__TASK STATEMENT__: Please copy out the material below word for word, leaving out the pictures.

__RECORDS FOR THE TASK__:
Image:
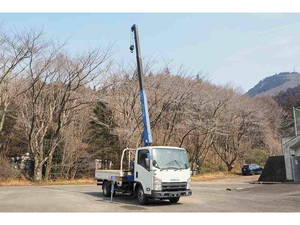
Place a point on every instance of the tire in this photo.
(106, 188)
(174, 200)
(141, 197)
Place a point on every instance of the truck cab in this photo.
(161, 172)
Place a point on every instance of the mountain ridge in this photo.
(273, 85)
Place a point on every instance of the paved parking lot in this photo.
(228, 195)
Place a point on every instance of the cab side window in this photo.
(142, 155)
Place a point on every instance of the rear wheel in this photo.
(141, 197)
(106, 188)
(174, 200)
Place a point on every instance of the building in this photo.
(291, 151)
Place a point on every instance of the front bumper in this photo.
(170, 194)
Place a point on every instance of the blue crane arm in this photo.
(147, 134)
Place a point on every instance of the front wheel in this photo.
(142, 199)
(106, 188)
(174, 200)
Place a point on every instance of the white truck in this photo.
(160, 172)
(152, 172)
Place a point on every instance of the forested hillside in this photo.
(60, 112)
(272, 85)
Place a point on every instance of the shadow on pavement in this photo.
(130, 201)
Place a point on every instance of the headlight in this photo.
(188, 185)
(156, 183)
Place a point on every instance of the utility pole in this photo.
(147, 135)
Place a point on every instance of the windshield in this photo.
(170, 158)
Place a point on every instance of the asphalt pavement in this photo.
(227, 195)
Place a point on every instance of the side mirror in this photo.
(147, 162)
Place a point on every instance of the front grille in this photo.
(173, 186)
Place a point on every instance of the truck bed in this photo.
(106, 174)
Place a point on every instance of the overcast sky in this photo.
(236, 49)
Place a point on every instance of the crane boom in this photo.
(147, 134)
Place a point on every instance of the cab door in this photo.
(143, 172)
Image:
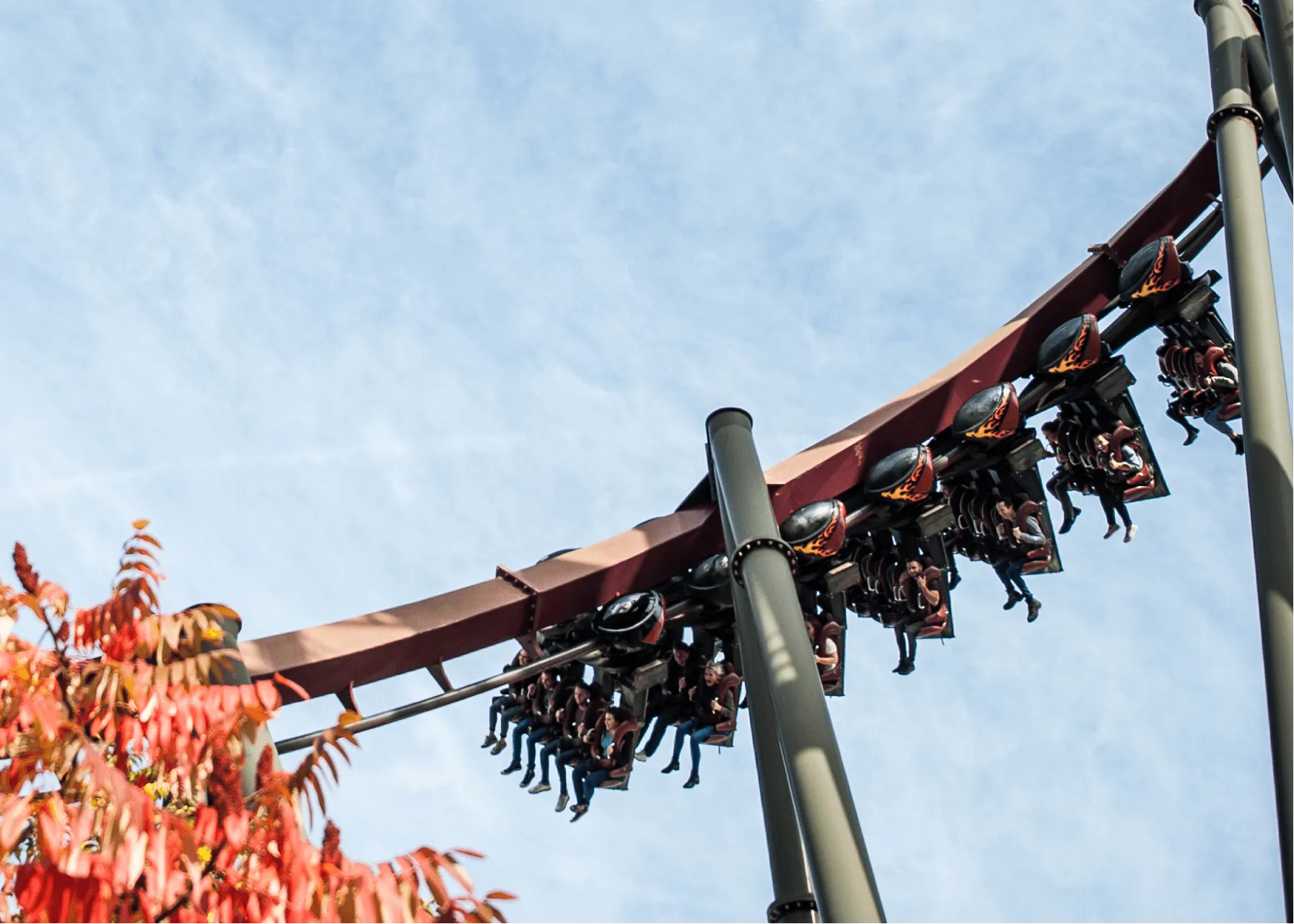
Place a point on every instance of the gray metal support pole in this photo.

__COMPLETE OUTPUT__:
Image:
Place a point on every instance of the tire in this photo.
(106, 188)
(174, 200)
(141, 197)
Place a point on every instance of the truck cab in this photo.
(161, 172)
Place a point on every instance of the mountain ridge in this photo.
(273, 85)
Place a point on every instance of the paved parking lot in this photo.
(228, 195)
Place a point on every instance of the cab side window in this photo.
(142, 155)
Place a point on every instance of the rear wheel in this photo.
(141, 197)
(106, 188)
(174, 200)
Place a point on every instance of the building in this photo.
(291, 151)
Place a point on every instance of the front bumper in this photo.
(170, 194)
Place a point on every instance of the blue crane arm in this photo.
(147, 134)
Place a point on every instance of the front wheel in this photo.
(142, 199)
(106, 188)
(174, 200)
Place a point on every instance of the white truck in this photo.
(160, 172)
(152, 172)
Place a point on every instance of the forested hillside in this photo.
(60, 112)
(272, 85)
Place a point on every instance of the shadow on pavement in this photo.
(130, 201)
Place a point on every instance of the headlight in this photo.
(188, 185)
(156, 183)
Place a point on every instance of the utility pole in this photo.
(147, 135)
Place a point on every instance of the windshield in this photo.
(170, 158)
Place a point on every instance of the asphalt pavement in this photo.
(227, 195)
Place a point on every instance of the side mirror in this photo.
(147, 162)
Place a point on every instance of the front grille in this photo.
(173, 186)
Place a point on every instance of the truck bed in this photo.
(106, 174)
Place a point on every instance of the overcast sky in this photo.
(236, 49)
Place a point on every instance of the crane boom in this photo.
(147, 134)
Place a point on every instance of the cab door in this photo.
(143, 172)
Image:
Place a point on every instance of the gray metal support pole in this photo.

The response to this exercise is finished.